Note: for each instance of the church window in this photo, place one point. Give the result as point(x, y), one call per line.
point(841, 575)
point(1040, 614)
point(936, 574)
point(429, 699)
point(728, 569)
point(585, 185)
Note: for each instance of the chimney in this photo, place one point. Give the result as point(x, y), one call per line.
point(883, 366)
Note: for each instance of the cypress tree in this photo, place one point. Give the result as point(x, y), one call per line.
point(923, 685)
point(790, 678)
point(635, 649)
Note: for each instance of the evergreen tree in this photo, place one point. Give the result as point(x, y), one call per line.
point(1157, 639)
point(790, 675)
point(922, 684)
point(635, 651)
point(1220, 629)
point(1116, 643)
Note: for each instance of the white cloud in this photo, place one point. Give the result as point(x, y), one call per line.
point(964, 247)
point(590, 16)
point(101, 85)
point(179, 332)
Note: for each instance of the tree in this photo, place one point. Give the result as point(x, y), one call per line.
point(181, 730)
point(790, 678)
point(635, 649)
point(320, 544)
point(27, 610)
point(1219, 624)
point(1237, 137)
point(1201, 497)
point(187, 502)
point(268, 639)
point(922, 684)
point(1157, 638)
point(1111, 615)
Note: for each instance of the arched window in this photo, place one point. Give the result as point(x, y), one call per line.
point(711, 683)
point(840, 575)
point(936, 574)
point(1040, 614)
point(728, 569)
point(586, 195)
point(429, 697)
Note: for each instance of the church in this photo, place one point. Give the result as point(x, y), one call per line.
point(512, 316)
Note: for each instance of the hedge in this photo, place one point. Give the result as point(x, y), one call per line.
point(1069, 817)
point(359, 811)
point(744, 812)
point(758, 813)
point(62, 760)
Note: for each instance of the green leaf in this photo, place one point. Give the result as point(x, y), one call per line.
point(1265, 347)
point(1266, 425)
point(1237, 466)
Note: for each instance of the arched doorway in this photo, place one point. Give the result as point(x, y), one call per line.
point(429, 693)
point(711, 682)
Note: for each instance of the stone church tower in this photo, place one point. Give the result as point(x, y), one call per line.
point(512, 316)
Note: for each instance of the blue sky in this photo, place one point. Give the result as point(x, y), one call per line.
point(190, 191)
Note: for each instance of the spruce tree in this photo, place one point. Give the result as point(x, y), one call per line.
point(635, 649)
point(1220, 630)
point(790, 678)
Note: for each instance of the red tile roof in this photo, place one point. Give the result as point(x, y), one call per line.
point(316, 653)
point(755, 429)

☆ ☆ ☆ ☆ ☆

**The task**: Arrange every line of the records above as a Markdown table with two columns, Row and Line. Number the rows in order and leave out any blank lines.

**Full output**:
| Row | Line |
|---|---|
| 1 | Note: for each instance of the church window in this photo, place one point. Give the result as point(x, y), one call per line. |
| 2 | point(841, 575) |
| 3 | point(1040, 614) |
| 4 | point(936, 574) |
| 5 | point(429, 699) |
| 6 | point(728, 569) |
| 7 | point(585, 185) |
| 8 | Note: for each instance of the chimney in this photo, place one point. Give the result as point(x, y), one call per line. |
| 9 | point(883, 366) |
| 10 | Note: for each instance of the cypress tree in this photo, place one point. Give the result as point(x, y), one call per line. |
| 11 | point(923, 685) |
| 12 | point(790, 678) |
| 13 | point(635, 649) |
| 14 | Note: for each instance of the evergreen tree in this photo, place one point. Give the result as point(x, y), one call per line. |
| 15 | point(1157, 639) |
| 16 | point(790, 675) |
| 17 | point(922, 684) |
| 18 | point(635, 651) |
| 19 | point(1220, 629) |
| 20 | point(1116, 643) |
| 21 | Note: for each instance of the white cloud in this photo, place one point. Give the result as point(x, y), one call per line. |
| 22 | point(964, 247) |
| 23 | point(590, 16) |
| 24 | point(101, 85) |
| 25 | point(179, 332) |
| 26 | Note: for each instance of the tree in this photo, place one point. Give the result as point(x, y), one call per line. |
| 27 | point(181, 730) |
| 28 | point(790, 678) |
| 29 | point(635, 649) |
| 30 | point(320, 544) |
| 31 | point(27, 610) |
| 32 | point(1219, 624) |
| 33 | point(1237, 137) |
| 34 | point(1201, 497) |
| 35 | point(187, 502) |
| 36 | point(268, 639) |
| 37 | point(922, 684) |
| 38 | point(1157, 638) |
| 39 | point(1111, 615) |
| 40 | Note: for each instance of the arched window in this photo, place one point. Give the result as point(x, y), one call per line. |
| 41 | point(711, 683) |
| 42 | point(840, 575) |
| 43 | point(936, 574) |
| 44 | point(1040, 614) |
| 45 | point(728, 569) |
| 46 | point(586, 195) |
| 47 | point(429, 697) |
| 48 | Note: for each instance of the church in this photo, place one point. Give the result as point(x, y), one call per line. |
| 49 | point(512, 316) |
| 50 | Note: for each instance of the hedge in this photo, place one point. Give the result as point(x, y), one call per line. |
| 51 | point(1069, 817) |
| 52 | point(359, 811) |
| 53 | point(744, 812) |
| 54 | point(758, 813) |
| 55 | point(62, 760) |
| 56 | Note: for each instance of the green leaf in this photo, place one point. Give the result as point(x, y), one call per line. |
| 57 | point(1265, 347) |
| 58 | point(1266, 425) |
| 59 | point(1237, 466) |
| 60 | Note: for each instance of the arched doorway in this photo, place one point. Give the result as point(x, y), one call per line. |
| 61 | point(429, 693) |
| 62 | point(711, 682) |
| 63 | Note: for each instance of the stone church tower in this photo, place one point. Give the result as point(x, y), one call per line. |
| 64 | point(512, 316) |
| 65 | Note: for each instance of the blue sky in this photo, place one point. Give the result as point(x, y), one call per line. |
| 66 | point(190, 191) |
| 67 | Note: for each instance of the spruce tree in this photo, place one point. Give the result as point(x, y), one call per line. |
| 68 | point(635, 649) |
| 69 | point(1220, 630) |
| 70 | point(790, 678) |
| 71 | Note: for each instance of the red tile roof in this photo, place one point. Give the result as point(x, y), one call per line. |
| 72 | point(316, 653) |
| 73 | point(755, 429) |